REQUIRED ACTION
Without skipping or changing anything, print all the entries.

[Referring expression pointing data]
##############################

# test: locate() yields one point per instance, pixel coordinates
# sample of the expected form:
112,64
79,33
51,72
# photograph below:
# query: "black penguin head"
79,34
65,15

##############################

EXERCISE RESULT
# test: locate() yields one point per instance, pixel coordinates
# sample of the expected form:
112,64
79,33
51,72
# photograph below:
# query: "black penguin head"
79,34
65,15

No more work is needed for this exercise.